Text block:
⁂

Friday, November 09, 2007

50 Years Of Sensible Extremism.

Into The Labour Party

I attended my first Constituency Labour Party Meeting exactly 50 years ago today. It was a meeting of the Easington Divisional Labour Party, held in the Workmen's Club, Blackhall, County Durham.

I attended in order to collect the second prize in an essay competition run by the local Labour M.P., Mannie Shinwell. In fact I joined the Labour Party in order to qualify to enter this competition. The topic was "Nationalisation".

I had been wondering whether to join the Labour Party for almost a year, after ending my National Service in Iraq. And as I was starting to write letters about socialism to the Sunderland Echo, this was a further chance to express my stance on paper and finally make a move into the Labour Party. But I was still worried about what I saw as the limited and reformist nature of Labourism

The first prize went to the late John Alderson from Peterlee. He was a teacher in the Constituency at Shotton Colliery, who later became Chair of the Peterlee and District Fabian Society and I became its Secretary. He also taught at the school my future wife attended as a pupil, but it was to be almost 4 years later before I met her.

The third prize went to Derek Rutherford who was then a 6th form student. Mannie preferred his essay to the rest, but had handed the decision-making over to a Committee. I don't know if many entered the contest, but I had to use No.16 on my entry. But that could have been a ploy to make the numbers look reasonable. I believe that Derek went on to become General Secretary of the Institute of Alcohol Studies.

⁂

Saved entries
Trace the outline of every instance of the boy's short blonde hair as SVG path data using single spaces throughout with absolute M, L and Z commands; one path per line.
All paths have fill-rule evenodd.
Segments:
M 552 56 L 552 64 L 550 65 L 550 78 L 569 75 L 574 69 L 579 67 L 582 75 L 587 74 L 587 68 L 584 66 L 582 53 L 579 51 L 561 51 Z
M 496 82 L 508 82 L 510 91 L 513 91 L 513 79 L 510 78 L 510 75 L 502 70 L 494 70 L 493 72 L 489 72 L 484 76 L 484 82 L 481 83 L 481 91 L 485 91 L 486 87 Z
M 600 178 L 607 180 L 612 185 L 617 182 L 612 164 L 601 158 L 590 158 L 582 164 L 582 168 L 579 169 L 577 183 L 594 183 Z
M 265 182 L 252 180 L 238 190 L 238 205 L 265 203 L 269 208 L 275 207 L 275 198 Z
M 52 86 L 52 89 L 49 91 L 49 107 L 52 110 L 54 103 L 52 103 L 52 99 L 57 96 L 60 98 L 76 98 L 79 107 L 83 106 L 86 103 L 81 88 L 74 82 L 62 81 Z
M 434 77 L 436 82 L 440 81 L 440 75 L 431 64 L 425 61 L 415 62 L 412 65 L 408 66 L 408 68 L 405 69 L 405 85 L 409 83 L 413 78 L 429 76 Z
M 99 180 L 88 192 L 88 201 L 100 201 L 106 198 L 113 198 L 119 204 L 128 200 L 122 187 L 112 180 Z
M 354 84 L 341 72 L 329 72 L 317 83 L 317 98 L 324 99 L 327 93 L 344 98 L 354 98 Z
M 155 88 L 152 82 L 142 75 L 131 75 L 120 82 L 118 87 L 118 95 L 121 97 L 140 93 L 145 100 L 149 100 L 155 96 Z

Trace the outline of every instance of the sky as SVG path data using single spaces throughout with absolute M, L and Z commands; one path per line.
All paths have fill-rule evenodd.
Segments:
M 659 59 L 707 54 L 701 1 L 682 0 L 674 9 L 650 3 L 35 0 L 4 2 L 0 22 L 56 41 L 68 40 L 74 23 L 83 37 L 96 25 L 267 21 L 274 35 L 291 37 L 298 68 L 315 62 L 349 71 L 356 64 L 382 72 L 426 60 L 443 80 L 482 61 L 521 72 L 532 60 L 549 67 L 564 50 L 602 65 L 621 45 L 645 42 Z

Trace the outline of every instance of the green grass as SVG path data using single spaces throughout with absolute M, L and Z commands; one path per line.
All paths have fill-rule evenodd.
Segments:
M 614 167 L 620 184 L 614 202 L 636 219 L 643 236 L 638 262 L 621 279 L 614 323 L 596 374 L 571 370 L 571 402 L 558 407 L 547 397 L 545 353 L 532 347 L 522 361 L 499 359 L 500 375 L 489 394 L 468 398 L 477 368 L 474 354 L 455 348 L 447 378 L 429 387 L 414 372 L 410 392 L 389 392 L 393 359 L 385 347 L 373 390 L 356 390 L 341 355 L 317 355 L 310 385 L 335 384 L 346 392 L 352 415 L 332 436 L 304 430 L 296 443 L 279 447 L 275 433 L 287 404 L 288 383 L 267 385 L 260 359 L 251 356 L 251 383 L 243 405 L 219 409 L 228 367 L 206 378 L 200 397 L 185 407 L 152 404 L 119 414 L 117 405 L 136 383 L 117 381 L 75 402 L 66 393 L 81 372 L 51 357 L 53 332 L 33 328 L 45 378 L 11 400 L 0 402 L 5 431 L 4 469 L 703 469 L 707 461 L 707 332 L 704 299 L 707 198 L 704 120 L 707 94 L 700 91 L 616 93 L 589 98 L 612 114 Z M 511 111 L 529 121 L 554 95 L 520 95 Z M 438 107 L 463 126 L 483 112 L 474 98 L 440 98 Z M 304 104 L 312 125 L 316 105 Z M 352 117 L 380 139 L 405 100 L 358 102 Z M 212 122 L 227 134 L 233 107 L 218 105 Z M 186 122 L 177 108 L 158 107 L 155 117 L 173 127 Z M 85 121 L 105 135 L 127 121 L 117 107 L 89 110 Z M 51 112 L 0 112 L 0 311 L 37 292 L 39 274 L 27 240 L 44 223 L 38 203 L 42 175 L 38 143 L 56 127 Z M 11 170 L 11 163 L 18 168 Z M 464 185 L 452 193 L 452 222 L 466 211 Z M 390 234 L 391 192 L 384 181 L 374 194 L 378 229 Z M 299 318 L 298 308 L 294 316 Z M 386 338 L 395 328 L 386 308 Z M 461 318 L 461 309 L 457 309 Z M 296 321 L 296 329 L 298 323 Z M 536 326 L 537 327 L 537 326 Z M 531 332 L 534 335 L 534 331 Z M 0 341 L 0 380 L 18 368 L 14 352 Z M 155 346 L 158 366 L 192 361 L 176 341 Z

⁂

Task requirements:
1. Change "Chair" to "Chairman" in the Labour Party post, and give everything from "The first prize" down to "before I met her." with that one swap.
2. Please shorten the paragraph of the Labour Party post that begins "The third prize went to", keeping its main facts.
3. Pick up the Labour Party post after its final sentence and carry it on.
The records are separate material and have no connection to the Labour Party post.

Answer section:
1.
The first prize went to the late John Alderson from Peterlee. He was a teacher in the Constituency at Shotton Colliery, who later became Chairman of the Peterlee and District Fabian Society and I became its Secretary. He also taught at the school my future wife attended as a pupil, but it was to be almost 4 years later before I met her.

2. Derek Rutherford, then a 6th form student, won third prize. Mannie preferred his essay but had left the decision to a Committee. The writer doesn't know how many entered, though the writer's entry was numbered No.16, perhaps a ploy to make the numbers look reasonable. The writer believes Derek later became General Secretary of the Institute of Alcohol Studies.

3.
Socialist Sustenance

I submitted my essay on September 19th, just before leaving for a Conference in London run by the International Society for Socialist Studies (ISSS) at which it adopted its Constitution. GDH Cole was elected President and Stuart Hall was one of those elected to its Executive Committee.

The week-end's activities started with a public meeting which included Barbara Castle, Kingsley Martin (editor of the New Statesman), Kenneth Kaunda and Lelio Basso of the Italian Socialist Party.

Claude Bourdet, the editor of France Observateur (a leading weekly on the French Left) sent his apologies. I heard him, however, later at a further ISSS Conference. Whilst Vladimir Dedijer was refused a visa to attend by the Yugoslav Government.

A Two Footed Stance

I feel that moving into the short lived ISSS and the now much changed Labour Party at one and the same time, typifies my general approach to politics since then. I have always had a foot in two camps. One foot has been with comrades who help keep socialist ideas alive and the other has been placed within the institution of the Labour Movement; especially within the Labour Party and the Trade Union Movement. With the later I have attempted to be what GDH Cole himself called a "loyal grouser" and a "sensible extremist".